— start Material for the task —

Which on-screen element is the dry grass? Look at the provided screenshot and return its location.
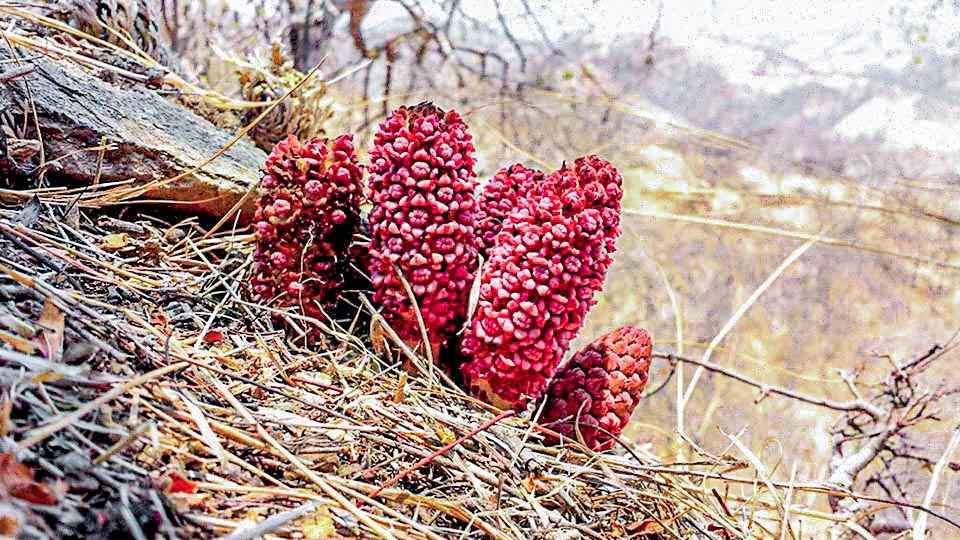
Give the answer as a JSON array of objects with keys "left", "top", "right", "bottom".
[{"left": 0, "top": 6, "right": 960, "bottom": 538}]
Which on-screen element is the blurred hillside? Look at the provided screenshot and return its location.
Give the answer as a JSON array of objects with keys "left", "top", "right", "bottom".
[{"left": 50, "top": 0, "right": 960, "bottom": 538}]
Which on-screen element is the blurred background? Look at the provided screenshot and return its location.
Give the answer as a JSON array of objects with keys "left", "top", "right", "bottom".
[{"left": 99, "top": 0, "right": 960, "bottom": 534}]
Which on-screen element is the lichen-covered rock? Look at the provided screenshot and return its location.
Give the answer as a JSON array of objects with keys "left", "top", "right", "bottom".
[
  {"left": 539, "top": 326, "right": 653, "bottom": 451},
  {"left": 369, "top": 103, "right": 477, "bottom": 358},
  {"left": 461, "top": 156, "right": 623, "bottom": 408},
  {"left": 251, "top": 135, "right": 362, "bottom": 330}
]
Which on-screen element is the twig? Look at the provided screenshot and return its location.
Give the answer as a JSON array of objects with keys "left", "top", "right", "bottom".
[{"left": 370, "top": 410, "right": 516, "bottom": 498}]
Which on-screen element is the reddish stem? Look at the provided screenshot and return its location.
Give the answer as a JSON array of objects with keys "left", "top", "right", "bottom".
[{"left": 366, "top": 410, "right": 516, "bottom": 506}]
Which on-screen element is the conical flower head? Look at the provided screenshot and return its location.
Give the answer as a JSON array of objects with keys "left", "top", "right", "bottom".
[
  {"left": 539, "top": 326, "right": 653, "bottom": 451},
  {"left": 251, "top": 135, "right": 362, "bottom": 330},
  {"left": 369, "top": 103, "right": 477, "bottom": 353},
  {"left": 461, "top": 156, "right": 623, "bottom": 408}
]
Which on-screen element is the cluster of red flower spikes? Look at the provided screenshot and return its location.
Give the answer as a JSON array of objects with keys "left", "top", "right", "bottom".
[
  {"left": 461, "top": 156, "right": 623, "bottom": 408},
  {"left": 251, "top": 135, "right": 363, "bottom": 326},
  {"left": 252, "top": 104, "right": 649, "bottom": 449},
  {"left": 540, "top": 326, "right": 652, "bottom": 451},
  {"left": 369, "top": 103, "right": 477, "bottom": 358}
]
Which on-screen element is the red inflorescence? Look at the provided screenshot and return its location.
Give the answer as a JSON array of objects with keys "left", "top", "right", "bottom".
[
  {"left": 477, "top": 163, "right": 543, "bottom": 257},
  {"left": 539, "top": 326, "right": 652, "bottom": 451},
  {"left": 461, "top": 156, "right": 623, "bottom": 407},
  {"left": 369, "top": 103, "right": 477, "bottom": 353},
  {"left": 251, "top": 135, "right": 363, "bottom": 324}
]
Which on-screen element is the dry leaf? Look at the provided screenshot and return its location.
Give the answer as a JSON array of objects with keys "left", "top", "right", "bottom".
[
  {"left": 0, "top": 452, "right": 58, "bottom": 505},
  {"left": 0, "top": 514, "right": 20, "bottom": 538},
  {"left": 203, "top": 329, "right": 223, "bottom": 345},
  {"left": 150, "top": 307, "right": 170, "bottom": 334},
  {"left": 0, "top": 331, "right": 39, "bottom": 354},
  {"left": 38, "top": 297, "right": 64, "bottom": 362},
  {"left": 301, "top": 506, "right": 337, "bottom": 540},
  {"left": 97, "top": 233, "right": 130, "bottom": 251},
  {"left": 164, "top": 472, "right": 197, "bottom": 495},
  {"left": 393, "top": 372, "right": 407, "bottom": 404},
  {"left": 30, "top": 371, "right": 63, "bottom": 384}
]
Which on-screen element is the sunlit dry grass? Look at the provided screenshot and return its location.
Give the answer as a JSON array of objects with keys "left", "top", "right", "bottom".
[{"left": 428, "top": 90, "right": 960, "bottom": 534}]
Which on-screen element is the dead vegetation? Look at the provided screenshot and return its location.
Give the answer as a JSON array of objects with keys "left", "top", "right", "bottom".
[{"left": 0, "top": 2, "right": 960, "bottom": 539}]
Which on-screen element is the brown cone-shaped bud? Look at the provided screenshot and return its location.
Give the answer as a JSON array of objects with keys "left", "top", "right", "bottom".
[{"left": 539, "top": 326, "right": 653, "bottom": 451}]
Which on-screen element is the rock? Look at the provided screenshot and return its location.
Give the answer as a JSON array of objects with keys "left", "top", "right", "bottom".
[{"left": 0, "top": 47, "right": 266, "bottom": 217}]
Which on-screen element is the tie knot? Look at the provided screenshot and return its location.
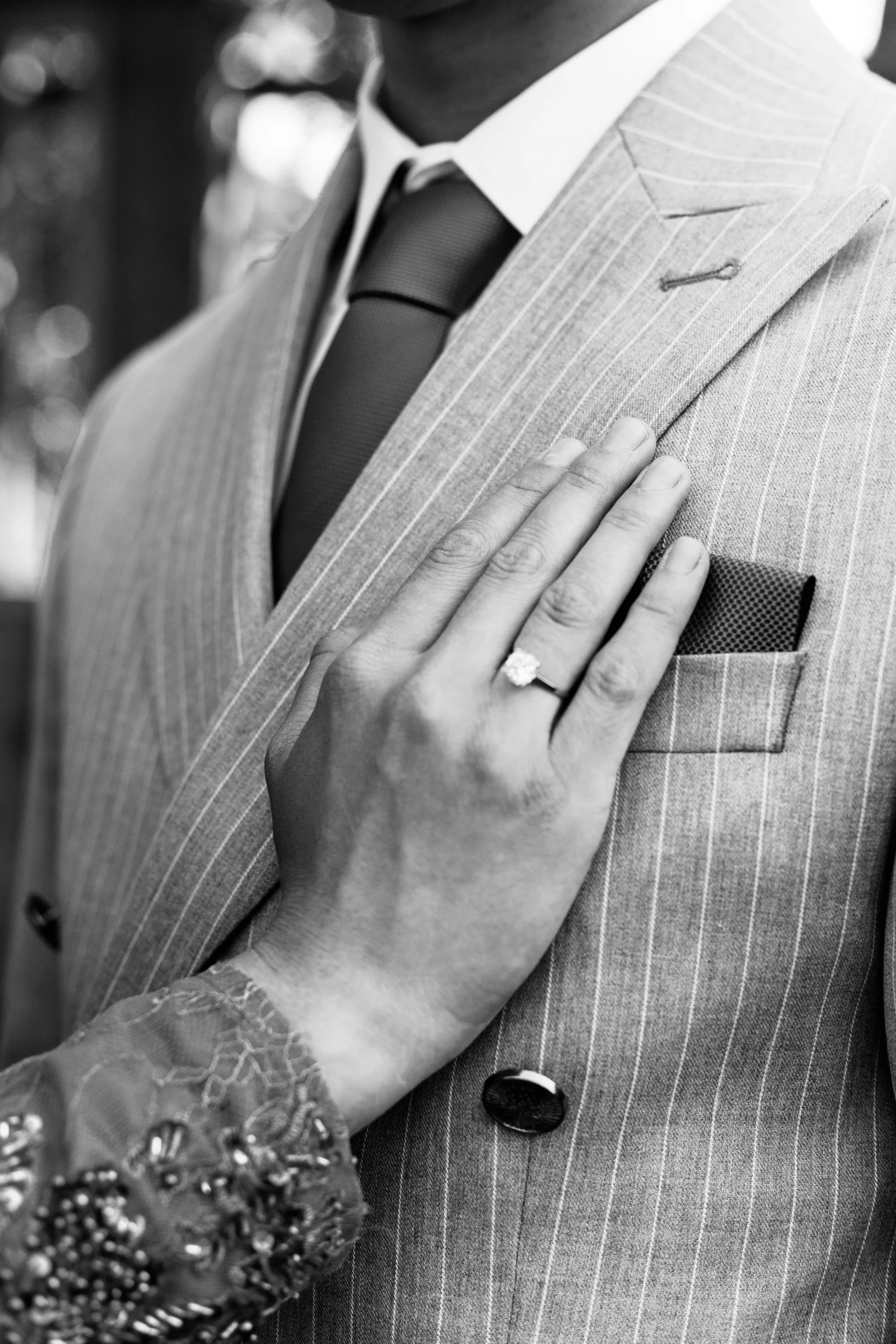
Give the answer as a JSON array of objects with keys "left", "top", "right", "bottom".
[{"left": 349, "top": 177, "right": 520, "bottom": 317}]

— end Material for the task —

Rewrite the data from the line with "Which on-screen element is the rock?" through the end of the data, reproducing every line, including the requests, but omitting the pictures. In the answers only, rescale each bounding-box coordinate by multiplying it by 1.5 and rounding to a whole number, with halves rounded up.

▸ **The reply**:
Which on-screen element is the rock? Look at the provided screenshot and return its location.
Give the answer as a JSON array of objects with keys "left", "top", "right", "bottom".
[{"left": 0, "top": 71, "right": 399, "bottom": 326}]
Which on-screen element is the tie knot? Look at the provided screenshot and return its location.
Give the answer as a JSON array of objects with keys "left", "top", "right", "bottom".
[{"left": 524, "top": 266, "right": 780, "bottom": 476}]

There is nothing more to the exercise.